> **PROBLEM STATEMENT**
Please rewrite the listing from its first line through the line containing "89 50 107 70", changing "orange leaf" to "yellow leaf" and leaving everything else as it is.

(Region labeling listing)

-- start --

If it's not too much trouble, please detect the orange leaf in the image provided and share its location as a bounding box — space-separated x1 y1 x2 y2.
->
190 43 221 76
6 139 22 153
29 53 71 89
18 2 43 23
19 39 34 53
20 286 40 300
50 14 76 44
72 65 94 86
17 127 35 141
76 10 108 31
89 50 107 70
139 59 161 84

-- end --

> **COMPLETED TASK**
If it's not too much trouble, please detect the yellow leaf in the image provided and share its location as a bounding box — space-separated x1 y1 x2 y2.
->
190 43 221 76
6 139 22 153
29 53 71 89
18 2 43 23
19 39 34 53
20 286 40 300
50 14 76 44
72 65 94 86
17 127 35 141
76 10 108 31
89 50 107 70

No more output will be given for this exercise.